◆ Problem description ◆
Return, exactly as written, every line from the first line of the data below through the line that contains "162L486 181L524 186L563".

◆ Records for processing ◆
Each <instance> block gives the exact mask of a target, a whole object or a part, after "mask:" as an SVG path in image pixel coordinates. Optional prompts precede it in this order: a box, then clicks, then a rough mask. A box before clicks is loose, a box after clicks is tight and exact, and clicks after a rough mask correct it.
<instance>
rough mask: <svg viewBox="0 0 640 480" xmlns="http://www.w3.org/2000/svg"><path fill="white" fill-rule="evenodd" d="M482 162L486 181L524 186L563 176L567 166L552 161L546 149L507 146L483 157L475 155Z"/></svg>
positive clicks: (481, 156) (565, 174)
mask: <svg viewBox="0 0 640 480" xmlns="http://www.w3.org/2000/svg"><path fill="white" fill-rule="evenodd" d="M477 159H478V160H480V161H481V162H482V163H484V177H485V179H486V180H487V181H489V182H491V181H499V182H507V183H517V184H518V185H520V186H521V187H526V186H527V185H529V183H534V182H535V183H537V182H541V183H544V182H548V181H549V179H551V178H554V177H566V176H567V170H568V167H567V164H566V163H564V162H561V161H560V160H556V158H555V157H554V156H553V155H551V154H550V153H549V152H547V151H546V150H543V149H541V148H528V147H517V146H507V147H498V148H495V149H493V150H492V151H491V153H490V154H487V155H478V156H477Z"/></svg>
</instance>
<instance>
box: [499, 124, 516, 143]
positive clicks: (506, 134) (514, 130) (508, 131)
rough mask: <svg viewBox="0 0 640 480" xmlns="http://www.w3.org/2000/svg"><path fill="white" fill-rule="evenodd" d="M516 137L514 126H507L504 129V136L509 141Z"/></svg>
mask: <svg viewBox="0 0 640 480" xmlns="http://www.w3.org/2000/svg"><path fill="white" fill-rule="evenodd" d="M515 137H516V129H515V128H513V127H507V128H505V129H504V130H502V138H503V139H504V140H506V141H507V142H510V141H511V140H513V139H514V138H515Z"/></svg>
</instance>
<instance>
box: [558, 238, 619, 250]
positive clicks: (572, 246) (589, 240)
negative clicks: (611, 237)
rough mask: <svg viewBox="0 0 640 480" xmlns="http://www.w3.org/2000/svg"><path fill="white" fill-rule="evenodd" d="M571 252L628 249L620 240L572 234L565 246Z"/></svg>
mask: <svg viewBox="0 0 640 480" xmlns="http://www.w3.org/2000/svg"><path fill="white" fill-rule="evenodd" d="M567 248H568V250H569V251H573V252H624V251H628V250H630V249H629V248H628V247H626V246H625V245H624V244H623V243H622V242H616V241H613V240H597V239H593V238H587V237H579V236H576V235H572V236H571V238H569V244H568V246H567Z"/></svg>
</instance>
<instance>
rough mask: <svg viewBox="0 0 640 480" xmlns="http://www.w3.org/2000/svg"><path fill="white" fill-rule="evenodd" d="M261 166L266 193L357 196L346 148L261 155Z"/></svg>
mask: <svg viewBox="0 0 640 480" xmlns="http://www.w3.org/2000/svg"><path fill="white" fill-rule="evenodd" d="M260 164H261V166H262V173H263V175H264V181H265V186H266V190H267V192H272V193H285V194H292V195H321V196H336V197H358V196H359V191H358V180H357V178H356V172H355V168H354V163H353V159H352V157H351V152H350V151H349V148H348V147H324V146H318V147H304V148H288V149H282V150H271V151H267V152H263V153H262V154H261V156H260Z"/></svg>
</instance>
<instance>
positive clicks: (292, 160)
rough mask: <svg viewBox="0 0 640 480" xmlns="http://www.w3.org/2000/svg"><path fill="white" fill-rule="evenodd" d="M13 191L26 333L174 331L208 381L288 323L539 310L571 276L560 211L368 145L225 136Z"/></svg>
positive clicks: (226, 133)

◆ Problem solution ◆
Each <instance> block gives the exact mask of a target, a whole object or a part, after "mask:" as an SVG path in image pixel coordinates. Optional prompts precede it in this order: a box, then clicks, then a rough mask. A box before clicks is loose, a box after clicks is tight and exact, and clicks after a rough mask correct it.
<instance>
rough mask: <svg viewBox="0 0 640 480" xmlns="http://www.w3.org/2000/svg"><path fill="white" fill-rule="evenodd" d="M482 162L486 181L524 186L563 176L567 166L552 161L546 149L507 146L483 157L475 155Z"/></svg>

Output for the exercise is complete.